> **BRANO**:
● ● ● ● ●

Va inoltre evidenziato come il comma 2 dell’art. 22 della legge n. 241/1990, come innovata dalla legge n. 15/2005, in cui si afferma che “l’accesso ai documenti amministrativi”….omissis “costituisce principio generale dell’attivita' amministrativa al fine di favorire la partecipazione e di assicurare l’imparzialita' e la trasparenza ed attiene ai livelli essenziali delle prestazioni concernenti i diritti civili e sociali che devono essere garantiti su tutto il territorio nazionale…” conferma il fondamento costituzionale del diritto di accesso elevandolo a strumento attraverso il quale il cittadino contribuisce al perseguimento dei principi del buon andamento, dell’imparzialita' e della trasparenza dell’azione amministrativa, di cui all’art. 97 Cost. (vedi ancora: CdS, Sez. VI 18.12.2007, n. 6545).

● ● ● ● ●

> **CONSEGNE**:
**a)** Ripeti dal brano il tratto da "Va inoltre evidenziato" fino a "18.12.2007, n. 6545).".
**b)** Secondo il brano, quale articolo della Costituzione riguarda i principi di buon andamento, imparzialità e trasparenza dell'azione amministrativa?
**c)** Elenca tutti i principi dell'azione amministrativa che, secondo il brano, il cittadino contribuisce a perseguire attraverso il diritto di accesso.

> **RACCOLTA DATI**:

● ● ● ● ●

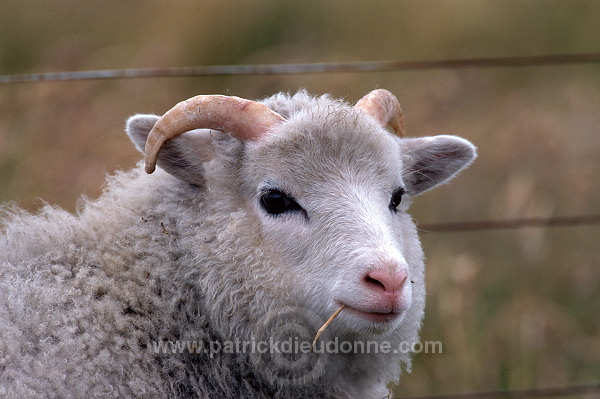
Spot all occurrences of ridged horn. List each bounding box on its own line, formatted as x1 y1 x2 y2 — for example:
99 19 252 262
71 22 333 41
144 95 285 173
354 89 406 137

● ● ● ● ●

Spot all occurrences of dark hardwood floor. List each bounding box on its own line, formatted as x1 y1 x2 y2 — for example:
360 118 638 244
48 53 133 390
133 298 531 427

● ● ● ● ●

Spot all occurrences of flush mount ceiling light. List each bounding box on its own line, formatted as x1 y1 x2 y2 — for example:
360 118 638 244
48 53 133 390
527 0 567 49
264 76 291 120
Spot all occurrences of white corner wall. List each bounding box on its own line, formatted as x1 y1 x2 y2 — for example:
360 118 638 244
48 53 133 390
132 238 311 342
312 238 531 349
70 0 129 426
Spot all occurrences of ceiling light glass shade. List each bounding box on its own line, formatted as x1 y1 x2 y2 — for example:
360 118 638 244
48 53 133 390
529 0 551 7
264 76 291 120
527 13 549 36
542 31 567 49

● ● ● ● ●

> **SOLUZIONI**:
**a)**
Va inoltre evidenziato come il comma 2 dell’art. 22 della legge n. 241/1990, come innovata dalla legge n. 15/2005, in cui si afferma che “l’accesso ai documenti amministrativi”….omissis “costituisce principio generale dell’attivita' amministrativa al fine di favorire la partecipazione e di assicurare l’imparzialita' e la trasparenza ed attiene ai livelli essenziali delle prestazioni concernenti i diritti civili e sociali che devono essere garantiti su tutto il territorio nazionale…” conferma il fondamento costituzionale del diritto di accesso elevandolo a strumento attraverso il quale il cittadino contribuisce al perseguimento dei principi del buon andamento, dell’imparzialita' e della trasparenza dell’azione amministrativa, di cui all’art. 97 Cost. (vedi ancora: CdS, Sez. VI 18.12.2007, n. 6545).

**b)** L'articolo 97.

**c)** Buon andamento, imparzialità, trasparenza.